++++ DATA EXTRACT ++++

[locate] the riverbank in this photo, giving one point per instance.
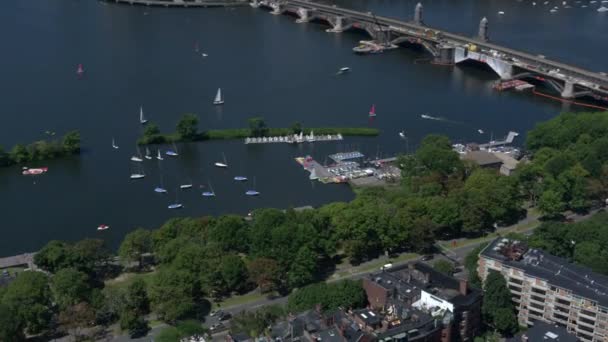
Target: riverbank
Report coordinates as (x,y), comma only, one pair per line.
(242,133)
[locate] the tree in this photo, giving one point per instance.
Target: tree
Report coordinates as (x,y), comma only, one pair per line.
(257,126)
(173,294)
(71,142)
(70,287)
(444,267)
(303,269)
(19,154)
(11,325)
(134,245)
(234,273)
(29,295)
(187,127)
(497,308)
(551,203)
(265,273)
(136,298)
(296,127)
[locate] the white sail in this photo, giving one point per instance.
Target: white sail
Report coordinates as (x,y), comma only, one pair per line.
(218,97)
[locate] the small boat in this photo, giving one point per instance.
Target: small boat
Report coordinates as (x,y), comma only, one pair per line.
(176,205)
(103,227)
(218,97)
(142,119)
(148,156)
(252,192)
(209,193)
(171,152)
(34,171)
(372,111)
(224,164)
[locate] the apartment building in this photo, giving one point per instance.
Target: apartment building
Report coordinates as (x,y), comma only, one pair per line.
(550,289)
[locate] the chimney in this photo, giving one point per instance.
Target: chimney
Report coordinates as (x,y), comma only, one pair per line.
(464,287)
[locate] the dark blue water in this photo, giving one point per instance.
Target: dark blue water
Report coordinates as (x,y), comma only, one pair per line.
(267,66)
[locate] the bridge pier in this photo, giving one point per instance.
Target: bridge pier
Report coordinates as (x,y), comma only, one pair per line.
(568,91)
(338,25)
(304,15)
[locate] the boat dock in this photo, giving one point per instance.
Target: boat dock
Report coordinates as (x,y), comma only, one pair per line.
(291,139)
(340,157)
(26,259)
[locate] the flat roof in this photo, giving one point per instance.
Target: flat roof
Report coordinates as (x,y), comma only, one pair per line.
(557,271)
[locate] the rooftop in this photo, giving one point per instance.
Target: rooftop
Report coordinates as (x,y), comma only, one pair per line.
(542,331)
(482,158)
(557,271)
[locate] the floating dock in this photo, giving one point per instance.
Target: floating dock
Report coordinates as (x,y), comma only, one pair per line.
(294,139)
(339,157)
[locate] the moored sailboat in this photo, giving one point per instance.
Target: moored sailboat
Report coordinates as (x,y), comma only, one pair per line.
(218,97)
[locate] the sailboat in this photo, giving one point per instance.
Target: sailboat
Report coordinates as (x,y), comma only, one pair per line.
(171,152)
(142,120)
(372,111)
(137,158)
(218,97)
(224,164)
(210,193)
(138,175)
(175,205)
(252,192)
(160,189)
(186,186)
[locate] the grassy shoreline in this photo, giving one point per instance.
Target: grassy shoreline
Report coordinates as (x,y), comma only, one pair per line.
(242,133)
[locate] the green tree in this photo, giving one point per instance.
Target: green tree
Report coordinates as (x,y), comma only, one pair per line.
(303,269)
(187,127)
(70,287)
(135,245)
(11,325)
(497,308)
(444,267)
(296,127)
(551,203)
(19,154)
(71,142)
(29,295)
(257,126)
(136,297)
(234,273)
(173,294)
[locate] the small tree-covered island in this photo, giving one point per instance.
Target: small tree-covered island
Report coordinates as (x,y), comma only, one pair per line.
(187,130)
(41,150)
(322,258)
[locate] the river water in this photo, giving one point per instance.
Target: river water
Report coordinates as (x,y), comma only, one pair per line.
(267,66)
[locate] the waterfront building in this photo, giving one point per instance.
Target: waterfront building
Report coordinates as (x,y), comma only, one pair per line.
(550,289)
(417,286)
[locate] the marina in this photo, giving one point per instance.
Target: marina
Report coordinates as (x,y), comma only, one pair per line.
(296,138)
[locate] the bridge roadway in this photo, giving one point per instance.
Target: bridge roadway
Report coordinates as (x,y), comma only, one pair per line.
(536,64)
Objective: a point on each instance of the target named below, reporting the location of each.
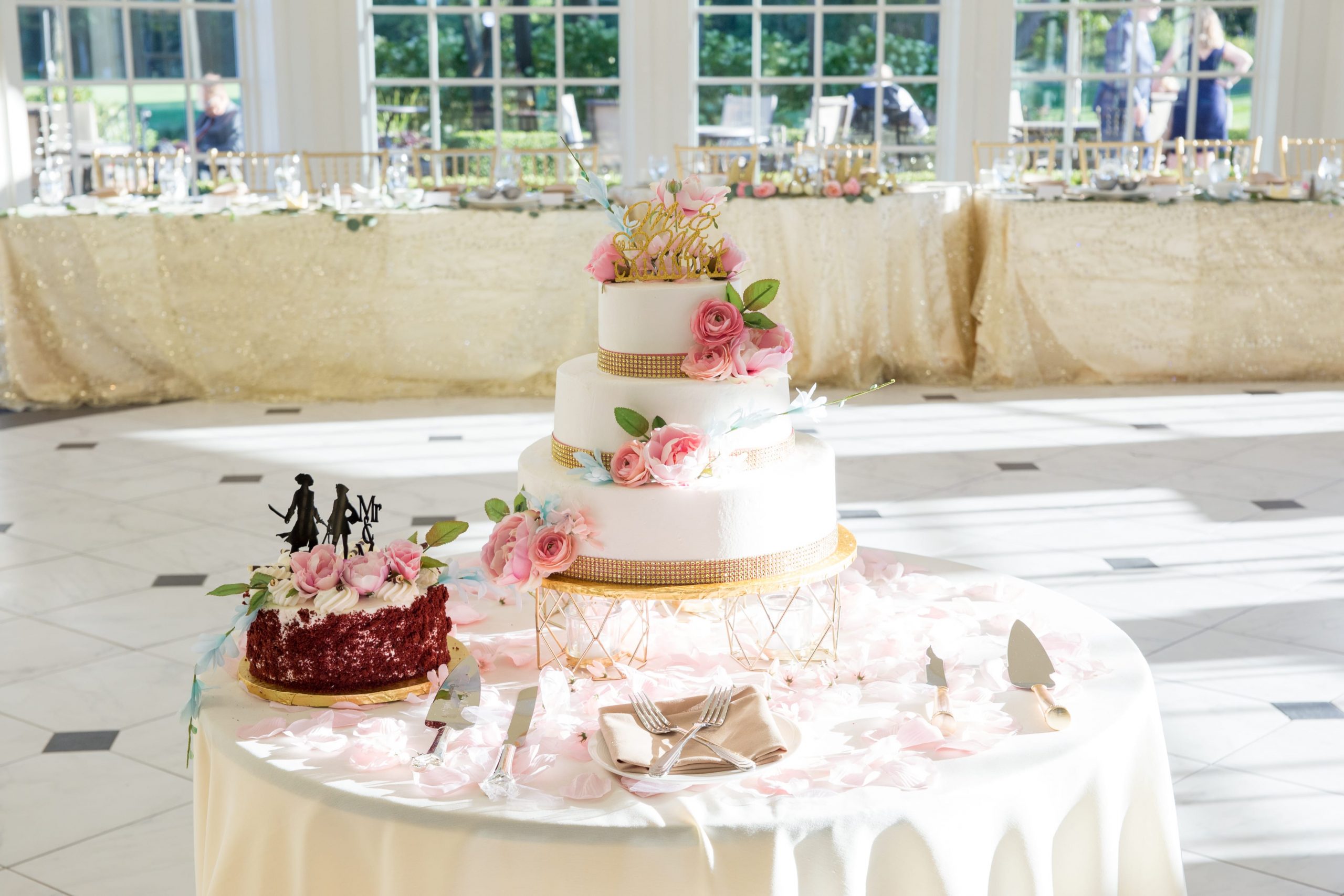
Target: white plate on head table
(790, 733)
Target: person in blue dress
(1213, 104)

++++
++++ DATA EXTRACT ++++

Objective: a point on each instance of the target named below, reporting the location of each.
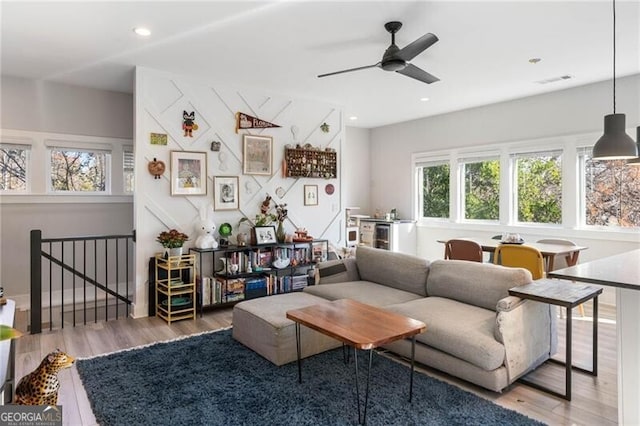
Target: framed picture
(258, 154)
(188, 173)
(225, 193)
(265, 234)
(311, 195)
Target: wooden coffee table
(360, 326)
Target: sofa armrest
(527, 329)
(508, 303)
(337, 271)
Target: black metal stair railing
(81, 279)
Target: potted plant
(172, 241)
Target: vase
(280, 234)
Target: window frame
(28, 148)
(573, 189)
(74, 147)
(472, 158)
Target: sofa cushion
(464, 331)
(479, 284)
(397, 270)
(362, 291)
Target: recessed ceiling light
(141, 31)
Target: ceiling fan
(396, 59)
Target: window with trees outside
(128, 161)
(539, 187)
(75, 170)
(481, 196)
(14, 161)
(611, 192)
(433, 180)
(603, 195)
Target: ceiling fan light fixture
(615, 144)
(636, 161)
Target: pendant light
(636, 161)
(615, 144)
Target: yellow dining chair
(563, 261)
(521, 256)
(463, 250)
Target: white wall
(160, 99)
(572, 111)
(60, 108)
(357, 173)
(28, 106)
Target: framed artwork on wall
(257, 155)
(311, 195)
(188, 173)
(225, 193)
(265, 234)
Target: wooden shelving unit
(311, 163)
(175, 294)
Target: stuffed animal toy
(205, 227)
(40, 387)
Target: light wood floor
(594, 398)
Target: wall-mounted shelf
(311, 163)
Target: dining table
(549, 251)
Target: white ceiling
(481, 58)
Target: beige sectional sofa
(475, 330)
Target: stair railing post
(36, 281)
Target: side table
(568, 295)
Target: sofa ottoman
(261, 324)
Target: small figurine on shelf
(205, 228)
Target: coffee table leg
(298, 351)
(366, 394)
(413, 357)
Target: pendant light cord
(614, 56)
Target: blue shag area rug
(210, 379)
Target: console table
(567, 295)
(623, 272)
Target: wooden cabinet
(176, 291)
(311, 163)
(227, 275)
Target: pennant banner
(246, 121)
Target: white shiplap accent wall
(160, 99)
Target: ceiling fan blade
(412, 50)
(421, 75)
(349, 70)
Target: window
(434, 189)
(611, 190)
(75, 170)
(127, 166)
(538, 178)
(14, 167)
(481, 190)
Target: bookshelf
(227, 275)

++++
++++ DATA EXTRACT ++++

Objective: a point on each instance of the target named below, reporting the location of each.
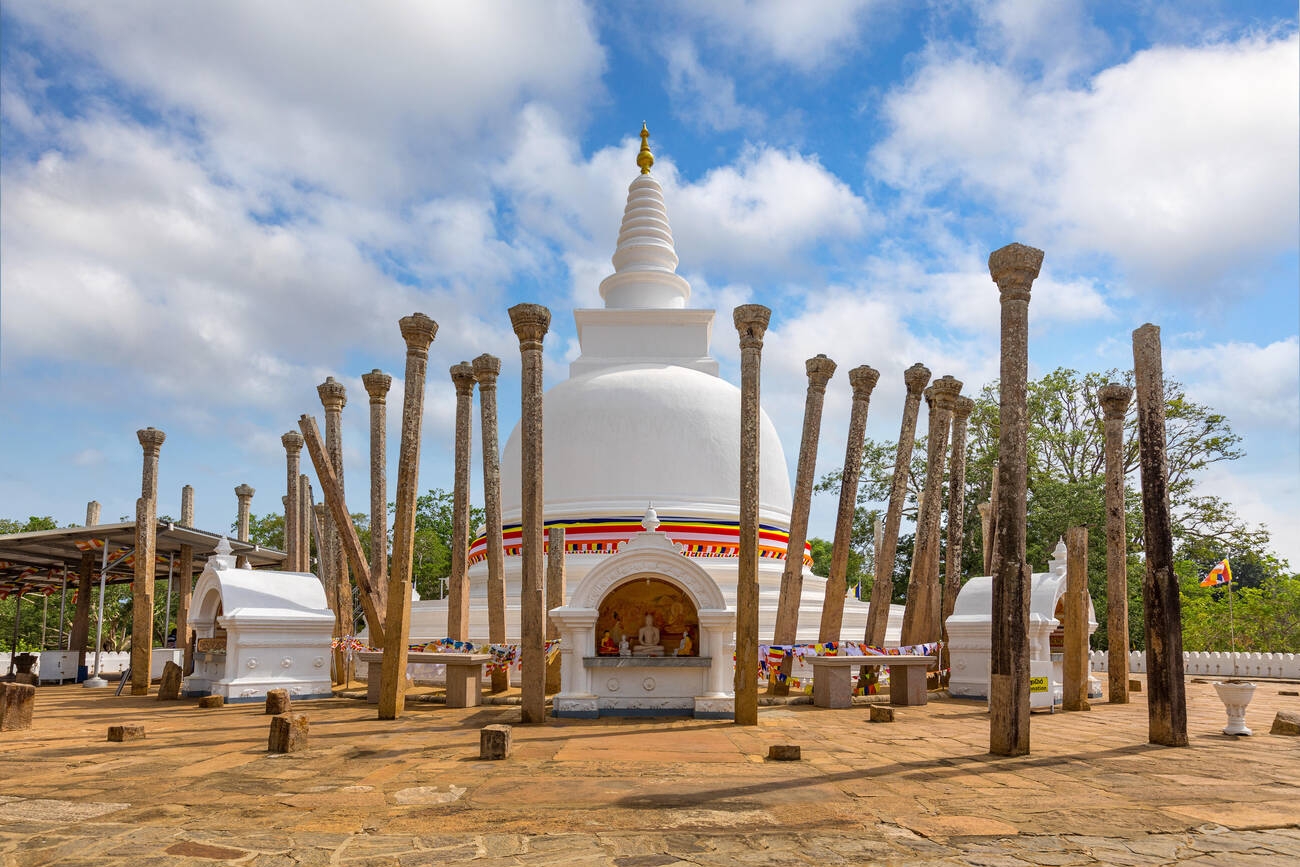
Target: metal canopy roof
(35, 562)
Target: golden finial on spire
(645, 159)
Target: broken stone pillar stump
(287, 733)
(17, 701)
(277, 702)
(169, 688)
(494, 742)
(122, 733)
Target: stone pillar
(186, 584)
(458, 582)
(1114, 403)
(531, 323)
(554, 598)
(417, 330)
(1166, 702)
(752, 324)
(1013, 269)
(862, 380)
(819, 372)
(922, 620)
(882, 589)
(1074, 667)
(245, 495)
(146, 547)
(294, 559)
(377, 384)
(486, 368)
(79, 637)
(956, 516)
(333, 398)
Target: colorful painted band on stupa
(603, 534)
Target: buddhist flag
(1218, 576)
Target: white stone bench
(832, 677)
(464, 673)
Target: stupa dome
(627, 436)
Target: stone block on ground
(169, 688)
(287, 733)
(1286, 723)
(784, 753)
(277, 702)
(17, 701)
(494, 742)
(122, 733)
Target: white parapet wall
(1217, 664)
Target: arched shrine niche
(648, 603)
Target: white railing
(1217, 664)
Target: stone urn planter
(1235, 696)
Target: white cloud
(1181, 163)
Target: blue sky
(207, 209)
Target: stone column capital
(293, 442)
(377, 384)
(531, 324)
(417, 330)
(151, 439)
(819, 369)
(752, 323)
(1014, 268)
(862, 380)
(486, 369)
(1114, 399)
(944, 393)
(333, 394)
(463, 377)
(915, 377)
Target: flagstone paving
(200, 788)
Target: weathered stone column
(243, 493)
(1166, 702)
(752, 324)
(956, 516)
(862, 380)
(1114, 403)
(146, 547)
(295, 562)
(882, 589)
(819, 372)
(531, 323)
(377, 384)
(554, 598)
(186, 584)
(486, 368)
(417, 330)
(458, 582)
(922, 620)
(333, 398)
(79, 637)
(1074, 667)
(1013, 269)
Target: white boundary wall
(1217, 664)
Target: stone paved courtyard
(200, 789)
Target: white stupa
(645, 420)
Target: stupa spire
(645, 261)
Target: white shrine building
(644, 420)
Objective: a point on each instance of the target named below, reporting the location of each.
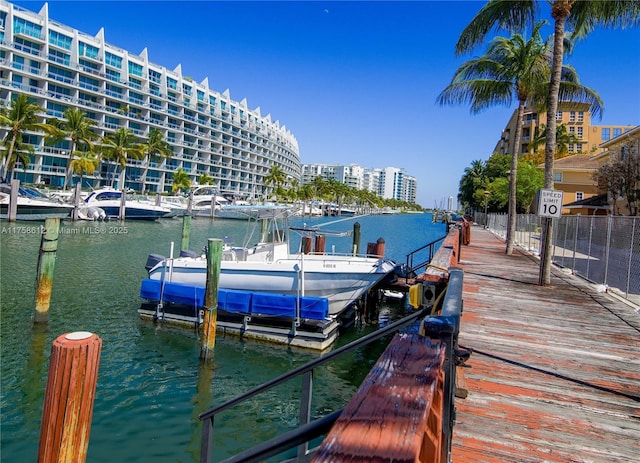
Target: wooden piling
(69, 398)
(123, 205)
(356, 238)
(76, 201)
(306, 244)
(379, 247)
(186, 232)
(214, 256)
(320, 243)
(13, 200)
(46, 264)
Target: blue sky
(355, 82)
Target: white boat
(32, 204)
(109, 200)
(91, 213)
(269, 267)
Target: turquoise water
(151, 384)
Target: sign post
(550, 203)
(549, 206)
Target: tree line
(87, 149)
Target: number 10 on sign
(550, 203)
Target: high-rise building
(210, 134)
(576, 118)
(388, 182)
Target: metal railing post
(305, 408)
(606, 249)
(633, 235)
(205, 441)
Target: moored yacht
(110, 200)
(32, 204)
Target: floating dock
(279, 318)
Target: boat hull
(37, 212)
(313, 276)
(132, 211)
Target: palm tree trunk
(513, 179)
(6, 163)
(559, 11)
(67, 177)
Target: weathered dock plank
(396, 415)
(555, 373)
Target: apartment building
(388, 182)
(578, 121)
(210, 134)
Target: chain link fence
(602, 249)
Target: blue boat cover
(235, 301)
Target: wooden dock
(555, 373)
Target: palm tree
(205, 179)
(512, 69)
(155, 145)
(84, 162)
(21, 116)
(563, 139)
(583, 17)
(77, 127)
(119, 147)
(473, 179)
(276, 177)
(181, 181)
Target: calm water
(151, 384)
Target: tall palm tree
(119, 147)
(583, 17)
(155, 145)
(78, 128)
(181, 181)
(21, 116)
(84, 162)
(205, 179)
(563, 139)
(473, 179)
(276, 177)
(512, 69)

++++

-- PROBLEM STATEMENT --
Check each line above for the word "bridge" and copy the ones that have it.

-- ANSWER SPACE --
[locate] the bridge pier in this photo, giving one point per instance.
Target: bridge pier
[locate] the bridge roadway in this photo, giving one point per instance.
Target: bridge roadway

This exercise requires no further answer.